> DOCUMENT EXTRACT

Max doesn't think pig feet are worth the effort either, I can get them for $.40 a pound too. Darn it! He will work other red meaty bones for hours though. Try giving him [and the other dogs] those cheap BBQ beef ribs for chews maybe.


----------



## Fuzzy Pants (Jul 31, 2010)

My little furbrat was picky too. I had to give up on kibble. She would get bored of any new kibble after a few days. Now she gets ZiwiPeak in the morning and Sojos Complete Beef at night. She gobbles her food up now and even scoots the bowl across the floor to lick up the last bits. She never did that with kibble even when it was topped with canned. So I'm happy. You might go to a pet supply store and see if they have any sample bags of Sojos or The Honest Kitchen, etc. and try those.


----------



## kandycerm (Feb 20, 2012)

Have you tried Natural Balance Sweet Potato and Venison? After adopting my dog he refused to eat the food he was fed in the shelter. NB Venison was the only one he would eat, probably because it has the strongest smell. Aside from that you could try putting salmon oil on top of his food. It'll help with his coat and might entice him to eat. Try buying the food rolls of Natural Balance. They're just as good quality, just not the dry food so maybe he'll like it better.


----------



## Fluffyspoos (Feb 22, 2012)

Yes, I've tried natural balance sweet potato and venison, and I've tried doing food rewards for treats and behavior, he got off more on my praise than the food and would just spit it out. I've done salmon oil on his food, but he only eats the kibble that the oil touched. I've also coated his food in peanut butter and he wouldn't touch it. I've also done the natural balance rolls, but if I add it to his food he'll just eat around the food and eat the roll bits.

I've opt'd out of ziwi peak, if he was a toy or small breed that would be fine, but feeding that daily would burn a hole in my pocket.

Found two 30lb bags of Merrick Wilderness last night for half off, he seems interested and enthusiastic right now, we'll see how long that lasts, heh.

Yes, I've also done those cheap beef bones, he loved them, maybe I should fine some that are pure fat.. or give lard treats, rofl.. I'm pretty desperate at this point.

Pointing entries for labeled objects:
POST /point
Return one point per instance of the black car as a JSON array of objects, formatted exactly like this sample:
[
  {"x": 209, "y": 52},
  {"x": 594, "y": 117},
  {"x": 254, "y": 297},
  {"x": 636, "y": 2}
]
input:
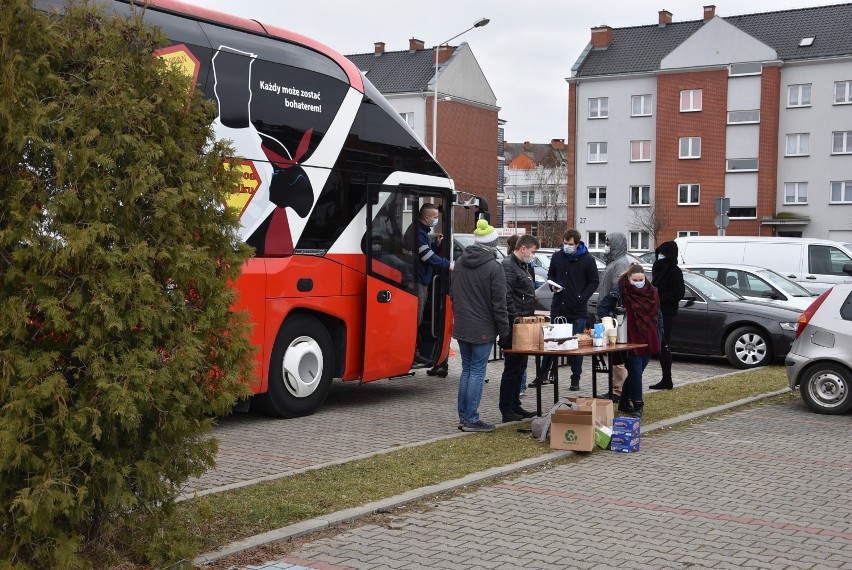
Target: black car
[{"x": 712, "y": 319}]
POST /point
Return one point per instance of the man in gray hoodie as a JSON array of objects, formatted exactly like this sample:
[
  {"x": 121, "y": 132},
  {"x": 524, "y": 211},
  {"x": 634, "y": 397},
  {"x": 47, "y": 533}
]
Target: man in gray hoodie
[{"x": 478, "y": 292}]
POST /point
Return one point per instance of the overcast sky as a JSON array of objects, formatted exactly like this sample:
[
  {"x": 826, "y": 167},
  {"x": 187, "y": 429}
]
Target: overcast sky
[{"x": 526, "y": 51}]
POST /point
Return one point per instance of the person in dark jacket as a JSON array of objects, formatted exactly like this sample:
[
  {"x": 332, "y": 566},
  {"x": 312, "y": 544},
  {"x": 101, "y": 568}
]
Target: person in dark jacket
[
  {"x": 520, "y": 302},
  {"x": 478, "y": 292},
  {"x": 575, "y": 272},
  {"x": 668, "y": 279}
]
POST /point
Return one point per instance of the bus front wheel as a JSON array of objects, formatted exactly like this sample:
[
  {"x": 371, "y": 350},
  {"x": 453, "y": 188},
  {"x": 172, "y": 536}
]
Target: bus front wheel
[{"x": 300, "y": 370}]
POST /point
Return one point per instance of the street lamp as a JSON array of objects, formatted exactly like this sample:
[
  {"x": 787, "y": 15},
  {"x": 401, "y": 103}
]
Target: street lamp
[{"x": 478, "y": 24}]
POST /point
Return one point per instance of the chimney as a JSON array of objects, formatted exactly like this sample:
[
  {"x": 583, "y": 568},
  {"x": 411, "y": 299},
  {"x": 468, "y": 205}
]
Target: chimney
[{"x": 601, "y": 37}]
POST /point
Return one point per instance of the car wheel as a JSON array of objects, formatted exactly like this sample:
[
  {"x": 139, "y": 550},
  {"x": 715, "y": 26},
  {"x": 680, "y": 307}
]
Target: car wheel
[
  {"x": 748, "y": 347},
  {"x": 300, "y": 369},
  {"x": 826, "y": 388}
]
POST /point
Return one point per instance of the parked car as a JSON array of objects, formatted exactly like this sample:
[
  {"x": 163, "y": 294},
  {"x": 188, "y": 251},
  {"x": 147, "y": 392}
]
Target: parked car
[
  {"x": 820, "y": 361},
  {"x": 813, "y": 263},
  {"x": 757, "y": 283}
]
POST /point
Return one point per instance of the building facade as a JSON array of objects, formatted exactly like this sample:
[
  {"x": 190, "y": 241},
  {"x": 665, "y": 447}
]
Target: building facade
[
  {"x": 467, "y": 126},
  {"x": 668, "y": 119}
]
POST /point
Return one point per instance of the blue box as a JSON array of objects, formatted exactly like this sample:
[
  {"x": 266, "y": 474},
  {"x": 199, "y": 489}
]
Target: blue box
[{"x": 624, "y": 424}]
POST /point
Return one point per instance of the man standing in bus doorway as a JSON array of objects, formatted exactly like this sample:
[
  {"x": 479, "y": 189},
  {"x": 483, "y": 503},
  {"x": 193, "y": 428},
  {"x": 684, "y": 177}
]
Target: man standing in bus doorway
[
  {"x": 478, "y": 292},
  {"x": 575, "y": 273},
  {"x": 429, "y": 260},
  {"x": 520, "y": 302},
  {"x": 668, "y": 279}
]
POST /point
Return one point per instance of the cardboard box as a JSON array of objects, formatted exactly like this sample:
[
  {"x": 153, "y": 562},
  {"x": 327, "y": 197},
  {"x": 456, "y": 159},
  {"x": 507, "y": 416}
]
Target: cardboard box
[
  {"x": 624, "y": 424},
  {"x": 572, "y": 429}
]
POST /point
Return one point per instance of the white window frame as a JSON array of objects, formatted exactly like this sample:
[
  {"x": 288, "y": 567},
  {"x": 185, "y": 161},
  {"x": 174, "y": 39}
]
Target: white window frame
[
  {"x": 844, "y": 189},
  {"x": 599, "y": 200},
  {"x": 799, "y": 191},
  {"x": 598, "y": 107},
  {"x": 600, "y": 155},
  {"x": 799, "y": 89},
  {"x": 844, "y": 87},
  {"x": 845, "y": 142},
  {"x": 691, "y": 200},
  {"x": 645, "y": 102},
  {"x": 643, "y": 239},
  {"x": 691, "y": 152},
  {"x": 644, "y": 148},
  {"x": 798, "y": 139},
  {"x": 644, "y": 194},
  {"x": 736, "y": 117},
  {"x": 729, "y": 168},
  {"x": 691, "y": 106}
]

* * *

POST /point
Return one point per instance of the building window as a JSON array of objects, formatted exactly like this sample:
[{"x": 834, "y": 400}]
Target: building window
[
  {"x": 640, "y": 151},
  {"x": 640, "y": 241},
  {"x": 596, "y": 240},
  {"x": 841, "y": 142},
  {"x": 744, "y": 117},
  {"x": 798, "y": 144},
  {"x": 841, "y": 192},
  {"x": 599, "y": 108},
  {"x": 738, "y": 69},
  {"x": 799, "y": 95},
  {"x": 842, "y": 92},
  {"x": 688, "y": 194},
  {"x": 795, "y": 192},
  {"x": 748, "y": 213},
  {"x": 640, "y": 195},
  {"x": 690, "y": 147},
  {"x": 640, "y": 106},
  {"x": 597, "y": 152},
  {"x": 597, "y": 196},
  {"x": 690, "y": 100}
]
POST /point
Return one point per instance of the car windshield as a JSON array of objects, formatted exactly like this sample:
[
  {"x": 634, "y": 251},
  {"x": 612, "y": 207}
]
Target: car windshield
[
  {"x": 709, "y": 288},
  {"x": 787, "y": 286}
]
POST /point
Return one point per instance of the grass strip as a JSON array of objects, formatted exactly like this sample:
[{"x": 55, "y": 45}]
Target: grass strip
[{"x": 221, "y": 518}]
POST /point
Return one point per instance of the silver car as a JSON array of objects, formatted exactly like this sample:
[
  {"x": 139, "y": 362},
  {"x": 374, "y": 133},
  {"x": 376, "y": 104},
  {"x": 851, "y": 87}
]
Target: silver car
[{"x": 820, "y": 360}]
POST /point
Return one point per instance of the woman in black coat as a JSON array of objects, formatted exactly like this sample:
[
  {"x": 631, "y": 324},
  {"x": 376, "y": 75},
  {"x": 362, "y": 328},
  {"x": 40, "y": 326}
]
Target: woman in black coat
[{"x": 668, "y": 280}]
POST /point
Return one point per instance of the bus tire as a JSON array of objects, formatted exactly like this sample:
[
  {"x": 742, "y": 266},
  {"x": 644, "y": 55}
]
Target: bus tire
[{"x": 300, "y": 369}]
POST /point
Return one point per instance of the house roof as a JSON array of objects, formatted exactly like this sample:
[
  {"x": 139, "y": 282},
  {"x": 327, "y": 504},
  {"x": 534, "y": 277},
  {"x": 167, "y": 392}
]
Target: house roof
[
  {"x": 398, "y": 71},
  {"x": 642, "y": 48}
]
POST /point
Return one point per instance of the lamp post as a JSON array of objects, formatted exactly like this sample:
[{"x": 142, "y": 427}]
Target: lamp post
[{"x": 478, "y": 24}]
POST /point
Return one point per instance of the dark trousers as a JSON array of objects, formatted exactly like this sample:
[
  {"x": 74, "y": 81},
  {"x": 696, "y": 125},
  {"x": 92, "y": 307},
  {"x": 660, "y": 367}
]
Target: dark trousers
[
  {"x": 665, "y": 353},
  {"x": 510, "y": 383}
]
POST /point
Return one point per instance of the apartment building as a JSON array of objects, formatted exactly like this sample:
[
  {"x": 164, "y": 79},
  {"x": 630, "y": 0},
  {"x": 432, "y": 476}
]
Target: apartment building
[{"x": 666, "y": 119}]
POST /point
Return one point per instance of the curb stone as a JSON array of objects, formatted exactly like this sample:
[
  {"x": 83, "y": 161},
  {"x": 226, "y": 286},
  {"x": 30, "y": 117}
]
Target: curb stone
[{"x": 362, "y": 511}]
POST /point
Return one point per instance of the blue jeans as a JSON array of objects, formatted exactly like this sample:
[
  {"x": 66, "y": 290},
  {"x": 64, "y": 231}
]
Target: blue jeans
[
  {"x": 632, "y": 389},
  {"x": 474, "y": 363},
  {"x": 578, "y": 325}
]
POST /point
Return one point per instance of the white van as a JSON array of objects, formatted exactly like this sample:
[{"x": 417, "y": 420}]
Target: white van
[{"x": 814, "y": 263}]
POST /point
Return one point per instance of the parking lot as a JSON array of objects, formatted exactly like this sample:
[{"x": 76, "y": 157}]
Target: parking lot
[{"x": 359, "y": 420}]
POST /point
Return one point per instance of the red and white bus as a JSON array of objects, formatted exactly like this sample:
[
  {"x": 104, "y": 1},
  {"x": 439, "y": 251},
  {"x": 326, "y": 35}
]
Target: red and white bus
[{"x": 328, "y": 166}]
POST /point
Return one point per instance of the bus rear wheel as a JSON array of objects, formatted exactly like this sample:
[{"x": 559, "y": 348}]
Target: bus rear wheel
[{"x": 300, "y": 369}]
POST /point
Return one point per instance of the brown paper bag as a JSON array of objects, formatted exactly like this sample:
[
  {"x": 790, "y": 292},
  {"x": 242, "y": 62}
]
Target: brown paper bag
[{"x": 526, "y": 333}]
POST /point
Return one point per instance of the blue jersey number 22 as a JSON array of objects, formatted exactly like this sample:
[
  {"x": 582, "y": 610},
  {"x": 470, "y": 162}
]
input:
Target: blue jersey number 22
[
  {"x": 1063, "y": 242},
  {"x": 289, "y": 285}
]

> GIVEN TASK A
Answer these questions about the dog food thread:
(i) What price per pound is given for pig feet?
(ii) Which food does the Fuzzy Pants dog get in the morning, and which does it get at night?
(iii) How many bags of Merrick Wilderness were found, and what did each weigh?
> GIVEN TASK B
Rewrite the dog food thread from "Found two 30lb" up to and including "that lasts, heh.", changing "Merrick Wilderness" to "Taste of the Wild".

> FULL SOLUTION A
(i) $.40 a pound.
(ii) ZiwiPeak in the morning and Sojos Complete Beef at night.
(iii) Two bags, each weighing 30lb.

> FULL SOLUTION B
Found two 30lb bags of Taste of the Wild last night for half off, he seems interested and enthusiastic right now, we'll see how long that lasts, heh.